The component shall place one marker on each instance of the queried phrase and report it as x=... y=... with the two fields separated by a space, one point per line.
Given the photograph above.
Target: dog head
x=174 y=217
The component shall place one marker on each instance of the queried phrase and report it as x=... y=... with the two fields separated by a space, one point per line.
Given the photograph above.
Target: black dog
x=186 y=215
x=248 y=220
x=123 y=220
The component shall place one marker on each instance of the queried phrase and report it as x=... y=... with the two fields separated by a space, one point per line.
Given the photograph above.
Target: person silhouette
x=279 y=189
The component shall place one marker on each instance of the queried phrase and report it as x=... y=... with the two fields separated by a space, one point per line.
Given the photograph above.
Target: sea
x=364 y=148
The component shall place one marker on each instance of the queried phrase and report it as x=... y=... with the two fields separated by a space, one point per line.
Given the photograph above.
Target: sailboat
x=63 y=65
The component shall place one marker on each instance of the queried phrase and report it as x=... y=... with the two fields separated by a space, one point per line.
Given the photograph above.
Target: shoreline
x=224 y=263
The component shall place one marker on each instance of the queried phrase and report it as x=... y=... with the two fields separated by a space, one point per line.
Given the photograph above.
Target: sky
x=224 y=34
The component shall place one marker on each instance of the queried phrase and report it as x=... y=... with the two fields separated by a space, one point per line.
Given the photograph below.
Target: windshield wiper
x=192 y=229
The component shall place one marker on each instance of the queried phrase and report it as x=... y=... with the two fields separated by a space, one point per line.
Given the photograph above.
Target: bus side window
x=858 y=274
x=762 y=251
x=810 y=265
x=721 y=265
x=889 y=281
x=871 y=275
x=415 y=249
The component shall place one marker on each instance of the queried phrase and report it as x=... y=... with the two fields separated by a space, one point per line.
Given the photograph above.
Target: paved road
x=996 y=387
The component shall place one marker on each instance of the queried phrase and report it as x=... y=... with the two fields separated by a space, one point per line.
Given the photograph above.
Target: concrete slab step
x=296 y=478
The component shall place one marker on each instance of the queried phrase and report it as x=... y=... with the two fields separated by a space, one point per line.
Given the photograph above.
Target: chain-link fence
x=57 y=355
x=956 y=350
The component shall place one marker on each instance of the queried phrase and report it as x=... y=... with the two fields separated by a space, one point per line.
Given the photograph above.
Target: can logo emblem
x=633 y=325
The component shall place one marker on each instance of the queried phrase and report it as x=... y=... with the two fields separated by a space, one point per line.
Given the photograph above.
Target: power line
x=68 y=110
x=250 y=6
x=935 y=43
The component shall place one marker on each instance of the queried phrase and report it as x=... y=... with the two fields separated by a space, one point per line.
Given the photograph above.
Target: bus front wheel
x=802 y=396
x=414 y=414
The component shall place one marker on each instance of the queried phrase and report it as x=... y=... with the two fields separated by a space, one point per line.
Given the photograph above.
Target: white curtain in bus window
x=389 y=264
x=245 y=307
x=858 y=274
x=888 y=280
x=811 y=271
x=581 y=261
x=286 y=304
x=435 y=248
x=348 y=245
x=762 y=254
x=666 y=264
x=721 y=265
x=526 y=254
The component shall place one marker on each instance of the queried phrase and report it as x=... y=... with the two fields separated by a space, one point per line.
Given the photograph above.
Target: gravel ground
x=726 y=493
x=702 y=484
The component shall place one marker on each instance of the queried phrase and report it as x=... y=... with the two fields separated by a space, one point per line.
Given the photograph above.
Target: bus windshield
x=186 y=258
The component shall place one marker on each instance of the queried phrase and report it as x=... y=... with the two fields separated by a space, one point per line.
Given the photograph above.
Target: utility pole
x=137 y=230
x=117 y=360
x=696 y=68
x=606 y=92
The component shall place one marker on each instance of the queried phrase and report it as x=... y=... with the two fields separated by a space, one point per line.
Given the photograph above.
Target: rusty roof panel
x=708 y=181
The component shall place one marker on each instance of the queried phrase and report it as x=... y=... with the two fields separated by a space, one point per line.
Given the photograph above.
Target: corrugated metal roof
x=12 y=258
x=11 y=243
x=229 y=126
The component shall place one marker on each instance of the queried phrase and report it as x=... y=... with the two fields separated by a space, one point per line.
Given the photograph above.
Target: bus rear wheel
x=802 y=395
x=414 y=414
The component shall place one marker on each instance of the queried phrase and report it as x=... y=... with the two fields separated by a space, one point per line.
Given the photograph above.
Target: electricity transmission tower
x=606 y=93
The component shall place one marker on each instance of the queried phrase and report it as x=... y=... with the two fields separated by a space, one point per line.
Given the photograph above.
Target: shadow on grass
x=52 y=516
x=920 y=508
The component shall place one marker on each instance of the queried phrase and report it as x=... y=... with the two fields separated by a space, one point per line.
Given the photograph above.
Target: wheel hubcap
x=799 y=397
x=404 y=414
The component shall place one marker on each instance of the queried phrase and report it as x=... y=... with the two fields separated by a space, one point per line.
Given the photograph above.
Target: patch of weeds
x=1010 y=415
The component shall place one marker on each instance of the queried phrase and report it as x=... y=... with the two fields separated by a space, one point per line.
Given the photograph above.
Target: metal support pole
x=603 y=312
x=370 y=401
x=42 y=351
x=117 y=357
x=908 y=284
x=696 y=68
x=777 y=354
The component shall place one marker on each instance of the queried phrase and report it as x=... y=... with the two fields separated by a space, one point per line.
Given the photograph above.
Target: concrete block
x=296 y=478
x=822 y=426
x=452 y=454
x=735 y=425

※ ※ ※

Problem details: Without leaving anything out, repeat every entry shown above.

Task answer:
The component shall place one marker on each instance of the queried phrase and report it as x=... y=... with the two fields separated by a space, one point per line.
Given the photograph above.
Target: dog head
x=174 y=217
The component shall place one marker on each instance of the queried phrase and report it as x=... y=... with the two fields separated by a space, one point per line.
Given the photograph above.
Target: black dog
x=186 y=215
x=248 y=220
x=123 y=220
The component shall place one marker on each instance of the queried phrase and report it as x=... y=... with the two fields separated by a space, one point per line.
Given the photograph above.
Target: person silhouette
x=279 y=189
The component shall place one marker on each instance of the queried phrase and report it as x=... y=... with the two fields separated by a space, one point per line.
Given the photograph above.
Target: sea
x=364 y=148
The component shall place one marker on each instance of the queried phrase and report it as x=... y=... with the two fields separated by a space, one point per line.
Given the photograph above.
Target: sailboat
x=63 y=65
The component shall place one marker on each instance of the queried phrase and report it as x=... y=... with the two fields separated by a space, one point per line.
Given the photograph above.
Target: shoreline
x=224 y=263
The component shall place one marker on each instance of the queried phrase and report it as x=... y=... with the two fields separated by a space, one point per line.
Given the photograph above.
Target: sky
x=224 y=34
The component shall place one marker on each instance of the queried phrase and report it as x=... y=... with the two fields separated by a space, one point per line.
Given the photograph below.
Target: windshield wiper
x=192 y=229
The component shall place one marker on each instance of the queried phrase and report it as x=... y=... with the two fields separated by a space, one point per line.
Given the photograph above.
Target: bus side window
x=858 y=274
x=762 y=251
x=810 y=265
x=721 y=265
x=889 y=281
x=871 y=275
x=415 y=249
The component shall place one marker on each instance of the queried phrase and report it as x=... y=... with the two fields separated by a space, one point per line.
Given the photograph above.
Target: paved road
x=996 y=387
The component shall place one marker on each instance of the queried phrase and report it as x=... y=... with the two fields separated by a space, one point per line.
Given the photograph above.
Target: concrete slab step
x=296 y=478
The component shall place one marker on each instance of the queried phrase and report it as x=... y=... with the two fields separated by a space, one point per line.
Given the photograph above.
Target: chain-link fence
x=57 y=355
x=956 y=350
The component shall place one marker on each instance of the queried phrase and report it as x=... y=... with the two fields separated by a space, one point per line.
Given the photograph above.
Target: can logo emblem
x=633 y=325
The component shall place one marker on each instance of the queried phrase and report it as x=... y=... with the two fields separated by a space, one point per line.
Given the photograph above.
Target: power line
x=68 y=110
x=250 y=6
x=935 y=43
The component shall place one marker on each instance of the queried phrase and report it as x=... y=... with the two fields separated by a space, one point per line.
Given the photograph above.
Target: bus front wheel
x=802 y=396
x=414 y=414
The component shall place one marker on each instance of the queried phrase and report it as x=... y=... with the two fields separated by a space, one point per line.
Given the photograph above.
Target: white curtain in bus window
x=389 y=264
x=245 y=307
x=858 y=274
x=888 y=280
x=811 y=271
x=581 y=261
x=286 y=304
x=435 y=248
x=348 y=245
x=762 y=254
x=666 y=264
x=721 y=265
x=526 y=254
The component shall place one marker on each instance of the queried phrase and report it as x=... y=... with the two fields separated by a space, one point per line.
Given the photograph above.
Target: gravel ground
x=726 y=493
x=702 y=484
The component shall place one marker on each instance of the queried phrase and report it as x=... y=... with the two fields separated by a space, one point per line.
Given the photograph above.
Target: bus windshield
x=186 y=258
The component shall place one marker on each instance of the queried phrase and report it as x=... y=... with the two fields separated by a space, one point per line.
Given the photograph above.
Target: utility pole
x=137 y=230
x=117 y=360
x=696 y=68
x=606 y=92
The component shall place one marker on each instance of the queried phrase and report it as x=... y=... with the two fields separated by a space, one point per line.
Given the photograph above.
Target: rusty roof panel
x=708 y=181
The component shall place one marker on each instance of the queried phrase and report it as x=... y=... with the two fields separated by a space, one point per line.
Given the photograph above.
Target: corrugated metal roof
x=12 y=258
x=11 y=243
x=229 y=126
The component shall place one marker on each instance of the queried phrase and report it as x=... y=... with the two fields separated by a space, one point per line.
Given the photograph above.
Target: bus rear wheel
x=802 y=395
x=414 y=414
The component shall place one marker on each instance of the queried phrase and report it as x=... y=... with the two fields separated by a space, one point per line.
Given the photograph above.
Target: electricity transmission tower
x=606 y=93
The component shall place one marker on each instance of the queried phrase and report it as x=... y=... with the two fields separated by a space, one point per line.
Given the photograph above.
Target: shadow on grass
x=52 y=516
x=920 y=508
The component shall place one marker on each instance of the queried phrase and report it as x=... y=... with the two fields separated by a space, one point per line.
Given the photograph above.
Target: wheel hubcap
x=799 y=397
x=404 y=414
The component shall place one marker on each instance of the queried phrase and report it as x=... y=... with the two fields separated by a space, one point per line.
Given the photograph above.
Target: patch of weeds
x=1010 y=415
The component shall place one marker on each instance of the queried phrase and report it as x=... y=... with the two fields separated by a space, one point per line.
Given the photograph above.
Target: metal support pole
x=603 y=312
x=370 y=401
x=42 y=351
x=117 y=357
x=908 y=284
x=696 y=68
x=777 y=354
The component shall place one marker on each instance of the queried phrase and report it as x=... y=... with the two fields separated by a space, one point per line.
Given the photograph above.
Target: concrete block
x=296 y=478
x=822 y=426
x=452 y=454
x=735 y=425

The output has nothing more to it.